### Consegna a
Rispondi a queste domande sul testo sulla giustizia minorile:
(i) Quale funzione della pena ha scelto il nostro ordinamento nella disciplina della Giustizia minorile?
(ii) Da quanti anni gli operatori del settore si impegnano perché il primato della dimensione educativa diventasse la norma?
(iii) Di quale anno è la Convenzione Internazionale promossa dall'UNICEF che vi è citata?

### Testo del documento
Educare, non punire

di Massimiliano Fanni Canelles

Ogni giorno milioni di bambini vengono abusati o sfruttati. Venduti e comprati come merci, costretti a combattere come soldati, piegati da lavori logoranti o gettati nel mercato della tratta e della prostituzione. Spesso, l’inferno comincia in famiglia per poi passare a vere e proprie organizzazioni criminali, di dimensione anche internazionale. Il costo sociale, culturale ed economico di tutto ciò è enorme. Le persone coinvolte da piccole in questi drammi rimangono estremamente vulnerabili e, per il resto della loro vita, vittime di povertà, ignoranza, discriminazioni. Alcune volte questi ragazzi diventano a loro volta artefici di reati proprio per le condizioni culturali, sociali e familiari nelle quali sono cresciuti e hanno imparato a vivere.
L’età, l’esperienza, la fragilità rappresentano fattori che rischiano di condizionare pesantemente lo sviluppo di un bambino. Proprio per questo motivo, il nostro ordinamento ha scelto la funzione riabilitativa della pena nella disciplina della Giustizia minorile. Questa valutazione si giustifica con l’intento di porre al centro dell’attenzione il minore. Il minore ha bisogno di essere seguito, educato e poi reinserito nella società.
Il primato della dimensione educativa e formativa rappresenta un successo silenzioso per gli operatori del settore che, negli ultimi 25 anni, si sono impegnati affinché questo principio diventasse la norma. L’intero settore della Giustizia minorile ha, inoltre, sviluppato una vasta rete di contatti con i servizi sociali presenti sul territorio affinché la sinergia creatasi potesse concorrere allo stesso obiettivo finale. È fondamentale ribadire come qualsiasi sistema di Giustizia debba essere ispirato alla garanzia ed alla tutela del soggetto più debole, a maggior ragione quanto si tratta di un minore. Un fanciullo, come definito dalla Convenzione Internazionale promossa dall’UNICEF del 1989, è particolarmente vulnerabile e la reclusione, così come ordinariamente viene intesa, produce effetti a lungo termine. Il rischio è, naturalmente, quello dell’impossibilità di un reinserimento efficace e pacifico all’interno della società, una volta scontata la pena detentiva.
Sebbene molti sforzi siano stati compiuti nella direzione di una tutela orientata all’educazione e il sistema Giustizia minorile abbia messo in campo tutte le risorse a disposizione, l’effettiva applicazione uniforme di questi principi è ancora, in taluni casi, arbitraria. Nel diritto penale, le disposizioni sui reati sono puntualmente codificate e il principio della rieducazione è diventato realtà. Ma ciò che afferisce all’ambito civile non risulta altrettanto chiaro. Tocca, pertanto, ai singoli Tribunali dei minori occuparsi, caso per caso, del fragile soggetto. Il prevalere della risposta “punitiva” rispetto a quella “formativa” può verificarsi per effetto delle decisioni assunte dai singoli attori della Giustizia.

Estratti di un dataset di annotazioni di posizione

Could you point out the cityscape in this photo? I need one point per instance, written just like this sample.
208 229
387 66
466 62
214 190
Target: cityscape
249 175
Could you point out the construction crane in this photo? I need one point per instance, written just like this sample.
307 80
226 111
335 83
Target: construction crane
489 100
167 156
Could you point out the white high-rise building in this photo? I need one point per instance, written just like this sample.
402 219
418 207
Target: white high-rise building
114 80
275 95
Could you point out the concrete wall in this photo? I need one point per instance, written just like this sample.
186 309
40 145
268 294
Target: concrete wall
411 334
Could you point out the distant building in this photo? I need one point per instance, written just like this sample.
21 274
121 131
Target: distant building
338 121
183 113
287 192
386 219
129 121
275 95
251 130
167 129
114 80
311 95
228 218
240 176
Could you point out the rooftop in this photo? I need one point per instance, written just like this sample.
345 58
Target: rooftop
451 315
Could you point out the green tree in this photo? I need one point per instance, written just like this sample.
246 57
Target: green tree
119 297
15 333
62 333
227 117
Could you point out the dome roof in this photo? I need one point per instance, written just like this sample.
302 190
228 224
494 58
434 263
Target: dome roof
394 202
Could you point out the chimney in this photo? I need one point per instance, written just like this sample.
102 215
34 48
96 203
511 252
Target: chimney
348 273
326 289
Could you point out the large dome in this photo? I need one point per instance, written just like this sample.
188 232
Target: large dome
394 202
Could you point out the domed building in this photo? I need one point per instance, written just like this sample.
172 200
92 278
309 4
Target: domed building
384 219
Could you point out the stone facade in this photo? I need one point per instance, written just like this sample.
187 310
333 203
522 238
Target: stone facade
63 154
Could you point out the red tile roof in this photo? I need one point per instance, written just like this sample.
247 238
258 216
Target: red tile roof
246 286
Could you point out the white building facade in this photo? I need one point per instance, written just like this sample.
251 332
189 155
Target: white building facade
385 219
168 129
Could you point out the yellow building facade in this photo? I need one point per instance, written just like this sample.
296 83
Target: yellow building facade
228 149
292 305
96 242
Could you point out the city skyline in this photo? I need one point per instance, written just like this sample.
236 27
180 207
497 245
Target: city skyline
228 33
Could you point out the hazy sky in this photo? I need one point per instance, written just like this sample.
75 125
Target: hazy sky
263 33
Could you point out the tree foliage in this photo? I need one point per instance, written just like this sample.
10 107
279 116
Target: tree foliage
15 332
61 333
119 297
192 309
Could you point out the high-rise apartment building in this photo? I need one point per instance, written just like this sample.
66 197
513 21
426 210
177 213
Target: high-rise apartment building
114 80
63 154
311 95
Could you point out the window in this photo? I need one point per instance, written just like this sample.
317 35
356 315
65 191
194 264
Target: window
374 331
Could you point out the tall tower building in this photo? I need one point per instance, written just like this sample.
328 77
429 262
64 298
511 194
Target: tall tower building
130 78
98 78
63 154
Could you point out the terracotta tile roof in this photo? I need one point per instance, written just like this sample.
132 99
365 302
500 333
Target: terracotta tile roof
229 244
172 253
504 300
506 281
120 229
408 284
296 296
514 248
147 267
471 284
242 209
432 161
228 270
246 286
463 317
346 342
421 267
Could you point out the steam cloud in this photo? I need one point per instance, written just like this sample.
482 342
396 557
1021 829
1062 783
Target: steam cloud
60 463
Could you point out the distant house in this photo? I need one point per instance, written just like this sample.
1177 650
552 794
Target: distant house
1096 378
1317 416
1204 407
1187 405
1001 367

### Consegna b
Converti in una tabella Markdown le righe del dataset di annotazioni, da quella che contiene "Could you point out the terracotta" fino all'ultima, entrambe incluse. Usa le colonne "Numero" e "Riga" e tralascia le righe vuote.

### Risposta corretta a
(i) La funzione riabilitativa.
(ii) Negli ultimi 25 anni.
(iii) Del 1989.

### Risposta corretta b
| Numero | Riga |
|---|---|
| 1 | Could you point out the terracotta tile roof in this photo? I need one point per instance, written just like this sample. |
| 2 | 132 99 |
| 3 | 365 302 |
| 4 | 500 333 |
| 5 | Target: terracotta tile roof |
| 6 | 229 244 |
| 7 | 172 253 |
| 8 | 504 300 |
| 9 | 506 281 |
| 10 | 120 229 |
| 11 | 408 284 |
| 12 | 296 296 |
| 13 | 514 248 |
| 14 | 147 267 |
| 15 | 471 284 |
| 16 | 242 209 |
| 17 | 432 161 |
| 18 | 228 270 |
| 19 | 246 286 |
| 20 | 463 317 |
| 21 | 346 342 |
| 22 | 421 267 |
| 23 | Could you point out the steam cloud in this photo? I need one point per instance, written just like this sample. |
| 24 | 482 342 |
| 25 | 396 557 |
| 26 | 1021 829 |
| 27 | 1062 783 |
| 28 | Target: steam cloud |
| 29 | 60 463 |
| 30 | Could you point out the distant house in this photo? I need one point per instance, written just like this sample. |
| 31 | 1177 650 |
| 32 | 552 794 |
| 33 | Target: distant house |
| 34 | 1096 378 |
| 35 | 1317 416 |
| 36 | 1204 407 |
| 37 | 1187 405 |
| 38 | 1001 367 |